**INSTRUCTIONS TO FOLLOW:**
Format the lines of the records below as a numbered list, omitting any blank lines.
BEGIN ENTRIES SUPPLIED
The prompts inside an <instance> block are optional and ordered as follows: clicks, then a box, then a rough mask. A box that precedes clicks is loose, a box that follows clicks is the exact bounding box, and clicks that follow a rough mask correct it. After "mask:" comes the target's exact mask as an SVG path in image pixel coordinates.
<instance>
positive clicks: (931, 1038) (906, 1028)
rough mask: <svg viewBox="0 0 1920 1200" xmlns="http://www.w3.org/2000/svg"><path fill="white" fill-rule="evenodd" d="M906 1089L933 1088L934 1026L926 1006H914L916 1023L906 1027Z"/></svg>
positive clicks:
END ENTRIES SUPPLIED
**COMPLETED EXERCISE:**
1. The prompts inside an <instance> block are optional and ordered as follows: clicks, then a box, then a rough mask. A box that precedes clicks is loose, a box that follows clicks is the exact bounding box, and clicks that follow a rough mask correct it. After "mask:" comes the target's exact mask as an SVG path in image pixel coordinates.
2. <instance>
3. positive clicks: (931, 1038) (906, 1028)
4. rough mask: <svg viewBox="0 0 1920 1200" xmlns="http://www.w3.org/2000/svg"><path fill="white" fill-rule="evenodd" d="M906 1089L933 1088L934 1026L926 1006H914L916 1023L906 1027Z"/></svg>
5. positive clicks:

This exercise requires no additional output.